# [Job]
Reproduce every one of the following rows verbatim, changing nothing.

++++ Data lines

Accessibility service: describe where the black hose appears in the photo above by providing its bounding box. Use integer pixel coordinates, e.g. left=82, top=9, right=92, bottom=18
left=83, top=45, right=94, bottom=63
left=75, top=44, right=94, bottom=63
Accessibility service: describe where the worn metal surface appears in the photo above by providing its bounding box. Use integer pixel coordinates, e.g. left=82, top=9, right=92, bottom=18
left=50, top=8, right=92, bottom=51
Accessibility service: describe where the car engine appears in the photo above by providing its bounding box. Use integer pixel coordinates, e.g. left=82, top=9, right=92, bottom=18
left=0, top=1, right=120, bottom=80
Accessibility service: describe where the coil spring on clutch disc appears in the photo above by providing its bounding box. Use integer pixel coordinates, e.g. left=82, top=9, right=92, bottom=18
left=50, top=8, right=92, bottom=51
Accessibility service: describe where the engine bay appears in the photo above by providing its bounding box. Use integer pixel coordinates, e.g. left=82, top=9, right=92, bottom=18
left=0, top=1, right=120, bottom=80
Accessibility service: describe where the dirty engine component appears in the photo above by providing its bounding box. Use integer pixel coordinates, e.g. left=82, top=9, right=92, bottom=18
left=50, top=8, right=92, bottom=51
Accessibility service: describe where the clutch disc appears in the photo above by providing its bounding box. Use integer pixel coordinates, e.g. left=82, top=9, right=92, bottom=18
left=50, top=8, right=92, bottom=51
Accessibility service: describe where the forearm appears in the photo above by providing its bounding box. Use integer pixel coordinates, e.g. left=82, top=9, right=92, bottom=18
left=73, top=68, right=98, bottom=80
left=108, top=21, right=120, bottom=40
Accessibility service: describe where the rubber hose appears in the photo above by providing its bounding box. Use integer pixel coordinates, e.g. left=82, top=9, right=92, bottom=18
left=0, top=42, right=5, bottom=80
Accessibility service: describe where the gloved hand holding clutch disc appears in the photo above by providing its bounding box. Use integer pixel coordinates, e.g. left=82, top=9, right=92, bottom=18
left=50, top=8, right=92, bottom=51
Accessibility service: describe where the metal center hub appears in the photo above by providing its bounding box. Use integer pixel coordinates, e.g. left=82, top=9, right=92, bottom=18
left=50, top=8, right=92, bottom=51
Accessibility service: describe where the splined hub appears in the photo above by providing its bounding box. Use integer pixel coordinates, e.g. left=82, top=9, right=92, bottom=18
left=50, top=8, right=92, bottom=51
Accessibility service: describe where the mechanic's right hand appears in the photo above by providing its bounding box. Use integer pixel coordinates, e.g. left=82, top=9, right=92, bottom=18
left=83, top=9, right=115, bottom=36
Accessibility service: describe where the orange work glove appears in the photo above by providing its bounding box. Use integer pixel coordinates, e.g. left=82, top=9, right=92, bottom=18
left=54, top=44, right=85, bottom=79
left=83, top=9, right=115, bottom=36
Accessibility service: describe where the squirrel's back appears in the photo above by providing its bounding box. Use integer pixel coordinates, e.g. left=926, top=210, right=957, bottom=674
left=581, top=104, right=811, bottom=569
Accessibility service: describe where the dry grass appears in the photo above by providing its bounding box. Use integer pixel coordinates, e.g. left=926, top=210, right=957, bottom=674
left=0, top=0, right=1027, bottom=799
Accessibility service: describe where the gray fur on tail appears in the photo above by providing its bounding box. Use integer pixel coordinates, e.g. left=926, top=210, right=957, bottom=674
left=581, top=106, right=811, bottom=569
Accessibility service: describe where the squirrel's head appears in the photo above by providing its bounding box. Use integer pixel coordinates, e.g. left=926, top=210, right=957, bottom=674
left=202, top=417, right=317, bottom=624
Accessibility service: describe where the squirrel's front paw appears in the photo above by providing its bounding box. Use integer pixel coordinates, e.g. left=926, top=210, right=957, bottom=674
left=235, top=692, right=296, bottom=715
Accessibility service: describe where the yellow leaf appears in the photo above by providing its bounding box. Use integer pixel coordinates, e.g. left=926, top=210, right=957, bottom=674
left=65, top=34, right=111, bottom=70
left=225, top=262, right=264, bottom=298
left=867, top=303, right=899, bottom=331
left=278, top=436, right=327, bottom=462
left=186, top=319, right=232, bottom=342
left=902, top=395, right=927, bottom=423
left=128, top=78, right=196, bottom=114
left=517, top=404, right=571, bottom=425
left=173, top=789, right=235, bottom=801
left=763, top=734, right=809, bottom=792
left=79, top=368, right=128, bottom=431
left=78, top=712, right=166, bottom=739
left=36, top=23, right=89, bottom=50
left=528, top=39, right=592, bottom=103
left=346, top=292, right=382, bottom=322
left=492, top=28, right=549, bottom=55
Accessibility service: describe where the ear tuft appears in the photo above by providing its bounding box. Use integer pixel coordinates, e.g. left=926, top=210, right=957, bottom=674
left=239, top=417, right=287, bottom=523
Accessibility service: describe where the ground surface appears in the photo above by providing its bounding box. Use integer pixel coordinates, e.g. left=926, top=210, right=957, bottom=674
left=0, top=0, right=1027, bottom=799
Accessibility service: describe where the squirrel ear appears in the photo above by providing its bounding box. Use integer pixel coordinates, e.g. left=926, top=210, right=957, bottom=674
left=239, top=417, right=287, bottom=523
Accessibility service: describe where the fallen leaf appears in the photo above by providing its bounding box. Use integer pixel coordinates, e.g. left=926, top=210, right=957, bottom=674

++++++++

# [The output]
Accessibility service: describe where the black hose appears in the photo above by providing its bounding box. Use integer pixel coordinates, e.g. left=82, top=9, right=92, bottom=18
left=83, top=45, right=94, bottom=63
left=75, top=44, right=94, bottom=63
Accessibility service: describe where the worn metal surface appears in the photo above by providing its bounding box. Use integer pixel coordinates, e.g. left=82, top=9, right=92, bottom=18
left=50, top=8, right=92, bottom=51
Accessibility service: describe where the car engine appears in the photo above by providing its bounding box. Use integer pixel coordinates, e.g. left=82, top=9, right=92, bottom=18
left=0, top=1, right=120, bottom=80
Accessibility service: describe where the coil spring on clutch disc appears in the photo above by providing its bounding box. Use integer pixel coordinates, e.g. left=82, top=9, right=92, bottom=18
left=50, top=8, right=92, bottom=51
Accessibility service: describe where the engine bay appears in the photo above by providing its bounding box. Use integer pixel coordinates, e.g. left=82, top=9, right=92, bottom=18
left=0, top=1, right=120, bottom=80
Accessibility service: describe where the dirty engine component appears in the photo above by providing its bounding box. Use integer pixel coordinates, e.g. left=82, top=9, right=92, bottom=18
left=50, top=8, right=92, bottom=51
Accessibility service: describe where the clutch disc appears in the photo above by providing its bounding box. Use integer pixel coordinates, e.g. left=82, top=9, right=92, bottom=18
left=50, top=8, right=92, bottom=51
Accessibility service: describe where the forearm appears in the photo above by providing its bounding box. Use integer pixel coordinates, e.g. left=82, top=9, right=92, bottom=18
left=73, top=68, right=98, bottom=80
left=108, top=21, right=120, bottom=40
Accessibility service: describe where the rubber hose appears in the photo above by providing its bounding box. Use integer pixel coordinates, e.g. left=82, top=9, right=92, bottom=18
left=0, top=42, right=5, bottom=80
Accessibility service: describe where the gloved hand holding clutch disc appears in the photo above by providing its bounding box. Use integer pixel coordinates, e.g. left=82, top=9, right=92, bottom=18
left=50, top=8, right=92, bottom=51
Accessibility service: describe where the metal center hub appears in the photo above by providing its bounding box. Use integer pixel coordinates, e.g. left=82, top=9, right=92, bottom=18
left=50, top=8, right=92, bottom=51
Accessibility service: describe where the splined hub appears in the photo above by providing its bounding box. Use integer pixel coordinates, e.g. left=82, top=9, right=92, bottom=18
left=50, top=8, right=92, bottom=51
Accessibility service: describe where the mechanic's right hand appears in the photo above by providing its bounding box. Use integer pixel coordinates, e.g. left=82, top=9, right=92, bottom=18
left=83, top=9, right=115, bottom=36
Accessibility service: describe where the orange work glove appears in the photo above by providing its bounding box. Use integer pixel coordinates, e.g. left=82, top=9, right=92, bottom=18
left=54, top=44, right=85, bottom=79
left=83, top=9, right=115, bottom=36
Accessibility service: describe where the squirrel's back appears in the photo above by providing its bounding box. Use integer pixel coordinates, e.g. left=926, top=210, right=957, bottom=674
left=581, top=104, right=811, bottom=569
Accessibility service: describe where the dry grass appears in the photo above by providing its bounding box. Use integer pixel coordinates, e.g. left=926, top=210, right=957, bottom=674
left=0, top=0, right=1027, bottom=799
Accessibility service: describe where the gray fur on tail appears in the photo above by providing its bounding box. Use integer pixel coordinates, e.g. left=926, top=210, right=957, bottom=674
left=581, top=106, right=811, bottom=569
Accessibility service: describe where the squirrel's head appears in the photo above by providing its bounding box. Use integer pixel coordinates, e.g. left=926, top=210, right=957, bottom=674
left=202, top=417, right=317, bottom=624
Accessibility service: describe where the squirrel's front paw appears in the photo above by providing its bounding box. Use integer pixel coordinates, e.g. left=926, top=210, right=957, bottom=674
left=235, top=692, right=296, bottom=715
Accessibility service: describe where the yellow leaf appears in the photo above by providing its bounding box. Use integer pixel coordinates, e.g. left=926, top=210, right=957, bottom=674
left=65, top=34, right=111, bottom=70
left=225, top=262, right=264, bottom=298
left=867, top=303, right=899, bottom=331
left=278, top=436, right=327, bottom=462
left=186, top=319, right=232, bottom=342
left=902, top=395, right=927, bottom=423
left=128, top=78, right=196, bottom=114
left=517, top=404, right=571, bottom=425
left=173, top=789, right=235, bottom=801
left=763, top=734, right=809, bottom=792
left=79, top=368, right=128, bottom=431
left=78, top=712, right=166, bottom=739
left=36, top=23, right=89, bottom=50
left=528, top=39, right=592, bottom=103
left=346, top=292, right=382, bottom=322
left=492, top=28, right=549, bottom=55
Accessibility service: describe where the ear tuft appears in the photo above by providing its bounding box. Use integer pixel coordinates, e.g. left=926, top=210, right=957, bottom=674
left=239, top=417, right=287, bottom=523
Accessibility service: describe where the ground surface appears in the photo above by providing its bounding box. Use integer pixel coordinates, e.g. left=926, top=210, right=957, bottom=674
left=0, top=0, right=1027, bottom=799
Accessibility service: describe where the squirrel ear appears in the photo above by providing its bounding box. Use integer pixel coordinates, e.g. left=926, top=210, right=957, bottom=674
left=239, top=417, right=287, bottom=523
Accessibility service: describe where the fallen leaf appears in the photo above by providing its bounding box. Use integer pixel coordinates, e.g. left=926, top=210, right=957, bottom=674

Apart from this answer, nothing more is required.